RECORD EXCERPTS:
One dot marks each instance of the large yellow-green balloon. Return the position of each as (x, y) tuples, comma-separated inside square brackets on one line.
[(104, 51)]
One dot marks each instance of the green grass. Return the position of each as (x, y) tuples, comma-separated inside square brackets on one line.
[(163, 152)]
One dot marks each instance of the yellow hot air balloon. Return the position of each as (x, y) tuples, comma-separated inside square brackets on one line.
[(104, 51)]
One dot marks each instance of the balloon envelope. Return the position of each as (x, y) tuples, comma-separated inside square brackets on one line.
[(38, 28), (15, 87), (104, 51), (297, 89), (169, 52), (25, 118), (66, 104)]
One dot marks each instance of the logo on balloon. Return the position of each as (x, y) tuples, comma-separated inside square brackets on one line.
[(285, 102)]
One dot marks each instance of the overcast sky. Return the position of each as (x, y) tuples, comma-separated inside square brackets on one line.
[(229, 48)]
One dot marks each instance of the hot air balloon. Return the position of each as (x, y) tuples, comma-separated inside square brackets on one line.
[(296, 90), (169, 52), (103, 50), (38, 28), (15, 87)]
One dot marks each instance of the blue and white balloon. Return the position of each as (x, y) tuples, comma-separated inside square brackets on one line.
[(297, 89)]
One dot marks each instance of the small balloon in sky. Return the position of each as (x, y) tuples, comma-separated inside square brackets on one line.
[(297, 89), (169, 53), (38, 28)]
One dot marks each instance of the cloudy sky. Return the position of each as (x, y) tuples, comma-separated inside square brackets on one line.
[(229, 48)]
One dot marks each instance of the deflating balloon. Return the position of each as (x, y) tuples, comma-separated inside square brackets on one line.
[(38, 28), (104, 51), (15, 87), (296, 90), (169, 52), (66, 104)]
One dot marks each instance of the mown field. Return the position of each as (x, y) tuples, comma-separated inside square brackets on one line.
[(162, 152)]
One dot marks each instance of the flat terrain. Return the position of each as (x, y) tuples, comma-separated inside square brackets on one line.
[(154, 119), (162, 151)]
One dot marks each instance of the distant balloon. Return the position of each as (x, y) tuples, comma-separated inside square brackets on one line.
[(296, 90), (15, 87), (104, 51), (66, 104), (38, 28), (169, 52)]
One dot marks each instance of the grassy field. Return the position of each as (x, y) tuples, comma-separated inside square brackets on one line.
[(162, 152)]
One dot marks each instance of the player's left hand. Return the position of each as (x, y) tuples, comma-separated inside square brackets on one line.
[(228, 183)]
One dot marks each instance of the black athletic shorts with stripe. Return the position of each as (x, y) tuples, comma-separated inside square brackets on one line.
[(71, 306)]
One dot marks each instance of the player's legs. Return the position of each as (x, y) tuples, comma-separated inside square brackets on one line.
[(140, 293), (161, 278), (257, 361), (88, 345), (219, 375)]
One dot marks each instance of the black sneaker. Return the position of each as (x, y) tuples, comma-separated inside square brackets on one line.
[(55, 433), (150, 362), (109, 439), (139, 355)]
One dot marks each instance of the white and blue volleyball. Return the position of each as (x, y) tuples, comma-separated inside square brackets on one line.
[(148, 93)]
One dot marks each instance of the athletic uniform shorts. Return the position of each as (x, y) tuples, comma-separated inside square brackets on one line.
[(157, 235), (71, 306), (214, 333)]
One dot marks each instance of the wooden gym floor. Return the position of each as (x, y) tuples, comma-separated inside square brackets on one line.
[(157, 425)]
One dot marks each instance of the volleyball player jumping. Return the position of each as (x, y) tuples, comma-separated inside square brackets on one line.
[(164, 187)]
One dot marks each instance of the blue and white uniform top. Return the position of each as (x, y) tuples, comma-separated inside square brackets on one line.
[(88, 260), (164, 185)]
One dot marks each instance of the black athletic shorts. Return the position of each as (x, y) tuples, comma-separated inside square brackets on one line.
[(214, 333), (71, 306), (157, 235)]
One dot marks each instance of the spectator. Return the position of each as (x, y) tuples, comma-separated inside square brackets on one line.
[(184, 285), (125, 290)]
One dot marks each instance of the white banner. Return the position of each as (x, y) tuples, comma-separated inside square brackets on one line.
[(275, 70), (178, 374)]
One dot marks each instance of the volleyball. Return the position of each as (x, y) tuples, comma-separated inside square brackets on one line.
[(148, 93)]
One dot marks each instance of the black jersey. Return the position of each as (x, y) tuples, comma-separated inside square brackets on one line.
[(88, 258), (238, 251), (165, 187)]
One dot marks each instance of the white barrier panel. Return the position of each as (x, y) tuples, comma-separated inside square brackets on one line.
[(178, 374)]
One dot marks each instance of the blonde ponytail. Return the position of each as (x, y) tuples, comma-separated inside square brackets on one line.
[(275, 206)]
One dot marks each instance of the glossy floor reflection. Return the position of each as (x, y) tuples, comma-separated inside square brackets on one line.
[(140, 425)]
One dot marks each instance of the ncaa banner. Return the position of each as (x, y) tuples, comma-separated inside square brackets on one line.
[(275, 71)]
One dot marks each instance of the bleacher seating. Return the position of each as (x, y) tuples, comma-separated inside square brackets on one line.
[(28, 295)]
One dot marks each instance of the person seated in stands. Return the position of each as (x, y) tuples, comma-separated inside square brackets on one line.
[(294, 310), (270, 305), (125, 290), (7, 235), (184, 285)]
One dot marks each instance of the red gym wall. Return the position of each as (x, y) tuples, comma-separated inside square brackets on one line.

WORK TO DO: Express every line of the entries above as a JSON list of strings, one string per line, omitting blank lines.

PROBLEM SOLUTION:
[
  "One dot marks each instance of the large yellow-green balloon. Return the position of each as (x, y) tuples, comma-separated inside square brackets on one line.",
  "[(104, 51)]",
  "One dot marks each instance of the green grass. Return the position of each as (x, y) tuples, comma-separated inside square brackets on one line.",
  "[(163, 152)]",
  "One dot marks each instance of the yellow hot air balloon. Return the position of each as (x, y) tuples, comma-separated inside square brackets on one line.",
  "[(104, 51)]",
  "One dot marks each instance of the balloon envelope. Return the position of each as (x, y) tuples, comma-separated inside square brackets on one line.",
  "[(38, 28), (15, 87), (104, 51), (297, 89), (169, 52), (25, 118), (66, 104)]",
  "One dot marks each instance of the logo on balloon. Return the position of each as (x, y) tuples, comma-separated inside square brackets on one line.",
  "[(285, 102)]",
  "One dot marks each instance of the overcast sky. Return the position of each as (x, y) tuples, comma-separated inside square brackets on one line.",
  "[(229, 48)]",
  "One dot marks each instance of the hot air balloon. Return the position of each as (x, y) tuples, comma-separated inside square brackets on one line.",
  "[(296, 90), (169, 52), (103, 50), (38, 28), (15, 87)]",
  "One dot marks each instance of the blue and white balloon. Return the position of each as (x, y) tuples, comma-separated inside square brackets on one line.",
  "[(297, 89)]",
  "One dot marks each instance of the small balloon in sky. Return the position of each as (x, y) tuples, comma-separated inside square brackets on one line.",
  "[(297, 89), (169, 53), (38, 28)]",
  "One dot marks each instance of the cloudy sky. Return the position of each as (x, y) tuples, comma-separated inside square brackets on one line.",
  "[(229, 48)]",
  "One dot marks each instance of the deflating balloon. Return the position of each as (x, y) tuples, comma-separated inside square brackets on one line.",
  "[(38, 28), (104, 51), (15, 87), (296, 90), (169, 52), (66, 104)]",
  "One dot marks each instance of the mown field. Return the position of each as (x, y) tuples, comma-separated inside square brackets on one line.",
  "[(162, 152)]",
  "One dot marks each instance of the flat terrain. Return the position of each as (x, y) tuples, comma-separated inside square brackets on one line.",
  "[(154, 119), (162, 151)]",
  "One dot marks each instance of the distant balloon. Return the position of each as (x, y) tuples, comma-separated inside square brackets on one line.",
  "[(296, 90), (15, 87), (104, 51), (66, 104), (38, 28), (169, 52)]",
  "One dot marks each instance of the grassy field. Return the position of each as (x, y) tuples, comma-separated inside square brackets on one line.",
  "[(162, 152)]",
  "One dot marks each instance of the player's left hand. Return the position of each as (x, y) tuples, comma-separated inside square brackets on one line.",
  "[(228, 183)]",
  "One dot marks each instance of the black athletic shorts with stripe. Return the position of each as (x, y) tuples, comma-separated inside square brackets on one line.",
  "[(71, 306)]",
  "One dot marks each instance of the player's legs. Return the position of each as (x, y) tuples, comma-separated inside square brackets on one line.",
  "[(140, 293), (161, 278), (257, 361), (88, 345), (219, 375)]",
  "One dot marks each instance of the black sneaker. Return the position of each as (x, y) tuples, comma-separated inside square brackets on one line.",
  "[(55, 433), (150, 362), (109, 439), (139, 355)]",
  "One dot marks each instance of the white and blue volleyball. Return the position of each as (x, y) tuples, comma-separated inside square brackets on one line.",
  "[(148, 93)]",
  "One dot marks each instance of the athletic uniform shorts. Return the position of each as (x, y) tuples, comma-separated inside square brackets on one line.",
  "[(157, 235), (71, 306), (214, 333)]",
  "One dot marks each instance of the wooden gym floor. Return the position of each as (x, y) tuples, comma-separated inside square brackets on one line.",
  "[(157, 425)]",
  "One dot marks each instance of the volleyball player jumping. Return the position of each as (x, y) tuples, comma-separated inside square brackets on one line.",
  "[(164, 187)]",
  "One dot marks each instance of the blue and white uniform top. Return the position of each as (x, y) tuples, comma-separated inside square brackets on one line.",
  "[(88, 260), (164, 185)]",
  "One dot marks each instance of the black athletic shorts. Return the position of each as (x, y) tuples, comma-separated inside square brackets on one line.",
  "[(214, 333), (71, 306), (157, 235)]",
  "One dot marks each instance of the spectator. Return the position of each as (x, y) tuples, comma-separated inside square brackets on one line.",
  "[(184, 285), (125, 290)]",
  "One dot marks each instance of the white banner. Return the position of each as (x, y) tuples, comma-separated inside square brackets on one line.",
  "[(275, 70), (178, 374)]",
  "One dot marks each instance of the volleyball. Return the position of each as (x, y) tuples, comma-separated inside square brackets on one line.",
  "[(148, 93)]",
  "One dot marks each instance of the black jersey. Return the position of each as (x, y) tuples, comma-separated inside square brackets on one line.",
  "[(88, 258), (238, 251), (165, 187)]",
  "One dot marks each instance of the white barrier panel. Return the position of each as (x, y) tuples, comma-separated inside square brackets on one line.",
  "[(178, 374)]",
  "One dot marks each instance of the blonde ponytail. Return the position of each as (x, y) tuples, comma-separated inside square brackets on one line.",
  "[(275, 206)]",
  "One dot marks each instance of the glossy floor reflection. Return the position of each as (x, y) tuples, comma-separated inside square brackets on one line.",
  "[(140, 425)]",
  "One dot marks each instance of the ncaa banner. Return the position of each as (x, y) tuples, comma-separated inside square brackets on one line.",
  "[(275, 71)]",
  "One dot marks each instance of the bleacher seating. Return the position of each as (x, y) tuples, comma-separated inside square brackets on one line.",
  "[(28, 295)]",
  "One dot marks each instance of the person seated in stands. Return the position of each as (x, y) tuples, comma-separated inside square brackets on one line.",
  "[(294, 310), (270, 305), (125, 290), (7, 235), (184, 285)]",
  "One dot marks each instance of the red gym wall. Return the position of each as (x, y) tuples, comma-separated inside square brackets on one line."
]